THE TASK.
Please give everything below, from the line containing "Can you find the building" down through the line containing "pixel 349 102", as a JSON list of strings, one string per line, with blank lines left out.
/---
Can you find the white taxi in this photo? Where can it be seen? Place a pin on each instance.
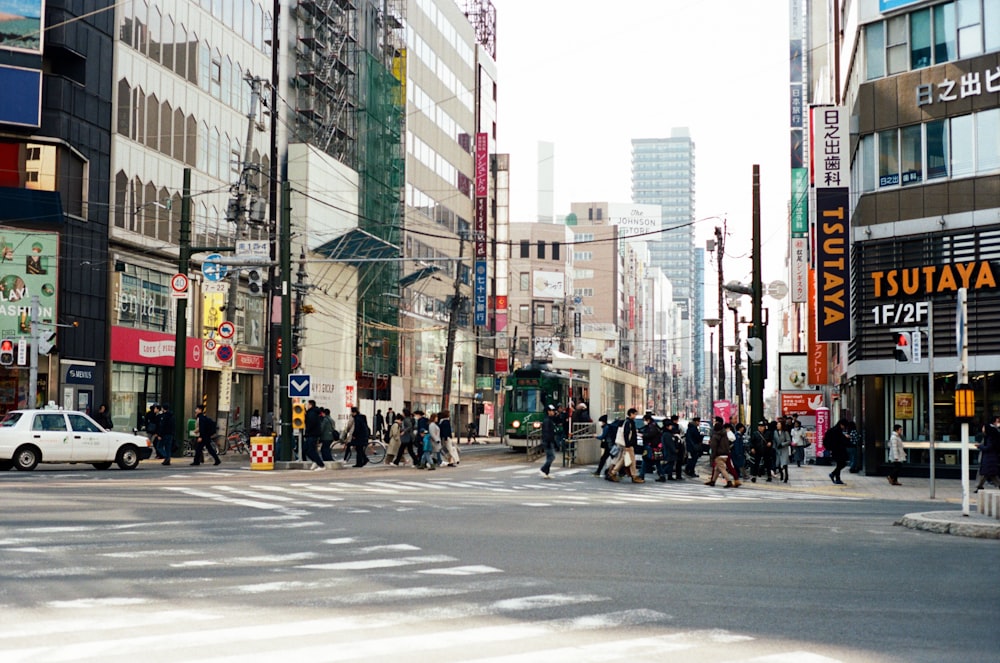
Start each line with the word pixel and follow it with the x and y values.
pixel 30 437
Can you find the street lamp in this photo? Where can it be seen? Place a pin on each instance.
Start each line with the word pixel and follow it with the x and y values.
pixel 712 324
pixel 458 404
pixel 376 346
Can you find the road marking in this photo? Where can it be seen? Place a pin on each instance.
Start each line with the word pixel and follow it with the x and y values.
pixel 382 563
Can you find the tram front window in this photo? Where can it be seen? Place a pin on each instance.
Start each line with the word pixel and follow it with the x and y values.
pixel 527 400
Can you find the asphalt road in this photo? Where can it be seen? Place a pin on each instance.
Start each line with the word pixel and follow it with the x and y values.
pixel 484 562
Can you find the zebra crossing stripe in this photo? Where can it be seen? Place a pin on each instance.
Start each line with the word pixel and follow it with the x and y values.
pixel 381 563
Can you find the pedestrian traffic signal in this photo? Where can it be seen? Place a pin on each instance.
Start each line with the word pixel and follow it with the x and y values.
pixel 904 346
pixel 256 284
pixel 7 352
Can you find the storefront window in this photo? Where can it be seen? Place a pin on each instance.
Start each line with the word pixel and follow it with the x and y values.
pixel 920 39
pixel 988 143
pixel 961 146
pixel 970 32
pixel 937 149
pixel 898 51
pixel 888 158
pixel 944 33
pixel 910 153
pixel 875 50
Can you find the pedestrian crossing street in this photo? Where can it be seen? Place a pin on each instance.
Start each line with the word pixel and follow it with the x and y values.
pixel 338 598
pixel 519 484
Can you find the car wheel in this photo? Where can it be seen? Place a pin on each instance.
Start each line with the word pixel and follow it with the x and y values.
pixel 128 457
pixel 26 458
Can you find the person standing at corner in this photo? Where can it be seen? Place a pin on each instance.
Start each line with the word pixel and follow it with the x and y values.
pixel 347 436
pixel 393 440
pixel 782 443
pixel 204 432
pixel 327 435
pixel 310 435
pixel 606 444
pixel 692 442
pixel 549 439
pixel 897 454
pixel 407 441
pixel 627 457
pixel 390 417
pixel 989 455
pixel 799 442
pixel 361 435
pixel 835 440
pixel 449 442
pixel 165 432
pixel 103 417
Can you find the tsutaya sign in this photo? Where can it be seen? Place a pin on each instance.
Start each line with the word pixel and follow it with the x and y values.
pixel 831 174
pixel 930 279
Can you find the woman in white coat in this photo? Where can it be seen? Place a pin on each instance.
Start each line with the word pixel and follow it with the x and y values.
pixel 782 449
pixel 897 454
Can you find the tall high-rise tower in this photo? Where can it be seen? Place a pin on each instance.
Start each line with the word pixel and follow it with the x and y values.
pixel 663 174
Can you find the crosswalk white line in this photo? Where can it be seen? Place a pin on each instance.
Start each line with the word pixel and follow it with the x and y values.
pixel 461 570
pixel 466 640
pixel 380 563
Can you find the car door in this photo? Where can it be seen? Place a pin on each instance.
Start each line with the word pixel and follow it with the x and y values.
pixel 91 443
pixel 49 432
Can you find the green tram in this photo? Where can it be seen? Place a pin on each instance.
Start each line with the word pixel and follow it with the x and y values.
pixel 532 389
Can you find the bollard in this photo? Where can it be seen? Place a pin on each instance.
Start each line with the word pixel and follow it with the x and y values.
pixel 262 453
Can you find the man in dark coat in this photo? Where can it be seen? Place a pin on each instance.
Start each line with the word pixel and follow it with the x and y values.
pixel 692 442
pixel 310 435
pixel 549 439
pixel 361 436
pixel 989 455
pixel 835 440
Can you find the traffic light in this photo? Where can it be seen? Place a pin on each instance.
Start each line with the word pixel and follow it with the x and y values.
pixel 298 416
pixel 256 284
pixel 7 352
pixel 904 347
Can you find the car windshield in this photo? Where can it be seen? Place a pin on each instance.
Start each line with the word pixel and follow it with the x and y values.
pixel 10 419
pixel 82 424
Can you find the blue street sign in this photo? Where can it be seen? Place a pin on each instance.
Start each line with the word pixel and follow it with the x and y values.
pixel 298 385
pixel 213 269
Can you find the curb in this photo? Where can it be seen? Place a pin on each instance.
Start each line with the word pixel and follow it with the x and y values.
pixel 945 522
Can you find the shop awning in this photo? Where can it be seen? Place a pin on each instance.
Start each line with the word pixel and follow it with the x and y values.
pixel 357 246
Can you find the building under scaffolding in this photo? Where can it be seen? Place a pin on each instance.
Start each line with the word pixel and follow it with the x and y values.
pixel 349 102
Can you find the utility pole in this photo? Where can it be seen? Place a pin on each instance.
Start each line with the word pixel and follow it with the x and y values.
pixel 237 213
pixel 758 365
pixel 285 267
pixel 720 245
pixel 456 306
pixel 180 333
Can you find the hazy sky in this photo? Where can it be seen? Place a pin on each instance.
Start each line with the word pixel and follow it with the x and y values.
pixel 590 76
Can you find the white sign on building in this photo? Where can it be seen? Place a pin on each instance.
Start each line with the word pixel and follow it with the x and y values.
pixel 634 219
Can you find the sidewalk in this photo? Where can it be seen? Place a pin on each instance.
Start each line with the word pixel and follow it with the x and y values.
pixel 943 515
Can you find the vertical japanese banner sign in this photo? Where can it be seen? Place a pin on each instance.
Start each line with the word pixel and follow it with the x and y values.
pixel 817 371
pixel 482 208
pixel 832 242
pixel 479 293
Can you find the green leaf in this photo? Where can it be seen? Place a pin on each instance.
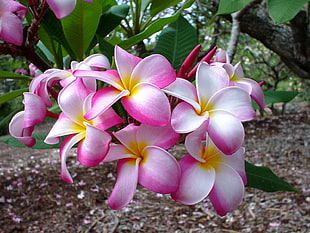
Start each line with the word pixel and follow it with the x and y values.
pixel 12 95
pixel 106 48
pixel 51 31
pixel 9 140
pixel 279 96
pixel 154 27
pixel 160 5
pixel 230 6
pixel 111 19
pixel 282 11
pixel 264 179
pixel 272 97
pixel 81 25
pixel 9 75
pixel 176 41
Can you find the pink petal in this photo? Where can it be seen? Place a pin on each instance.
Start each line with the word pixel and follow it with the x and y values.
pixel 107 119
pixel 183 90
pixel 154 69
pixel 34 110
pixel 98 61
pixel 228 190
pixel 117 152
pixel 126 183
pixel 234 100
pixel 221 56
pixel 196 181
pixel 103 100
pixel 17 8
pixel 125 63
pixel 209 79
pixel 65 147
pixel 11 28
pixel 193 141
pixel 164 137
pixel 238 71
pixel 71 99
pixel 63 126
pixel 61 8
pixel 236 161
pixel 109 76
pixel 226 131
pixel 159 171
pixel 148 104
pixel 94 147
pixel 17 131
pixel 185 119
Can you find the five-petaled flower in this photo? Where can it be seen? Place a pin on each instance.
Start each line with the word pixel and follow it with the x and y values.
pixel 207 171
pixel 142 158
pixel 11 25
pixel 94 141
pixel 212 101
pixel 138 83
pixel 40 89
pixel 210 113
pixel 237 78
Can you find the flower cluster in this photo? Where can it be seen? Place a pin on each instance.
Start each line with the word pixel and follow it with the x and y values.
pixel 135 112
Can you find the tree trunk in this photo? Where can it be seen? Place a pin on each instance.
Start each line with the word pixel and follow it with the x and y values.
pixel 291 42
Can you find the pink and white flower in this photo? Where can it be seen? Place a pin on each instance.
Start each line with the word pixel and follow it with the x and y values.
pixel 38 98
pixel 212 101
pixel 206 171
pixel 11 21
pixel 63 8
pixel 93 141
pixel 138 83
pixel 142 159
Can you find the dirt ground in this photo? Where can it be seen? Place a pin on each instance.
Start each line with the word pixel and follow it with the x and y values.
pixel 33 198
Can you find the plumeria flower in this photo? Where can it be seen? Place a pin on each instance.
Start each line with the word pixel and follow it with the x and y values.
pixel 237 78
pixel 93 141
pixel 138 83
pixel 38 98
pixel 63 8
pixel 206 171
pixel 215 102
pixel 11 25
pixel 142 159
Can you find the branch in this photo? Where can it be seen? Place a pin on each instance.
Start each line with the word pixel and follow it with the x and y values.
pixel 235 29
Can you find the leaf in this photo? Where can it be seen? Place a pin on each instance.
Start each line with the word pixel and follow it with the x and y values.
pixel 264 179
pixel 277 97
pixel 230 6
pixel 12 95
pixel 106 48
pixel 9 140
pixel 81 25
pixel 9 75
pixel 282 11
pixel 154 27
pixel 160 5
pixel 111 19
pixel 52 30
pixel 176 41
\---
ANSWER TO THE PROBLEM.
[
  "Can you find the building under scaffolding in this photo? Where can it be seen? Place a pin on each instance.",
  "Start each line with the word pixel and follow it with the x and y values.",
  "pixel 349 102"
]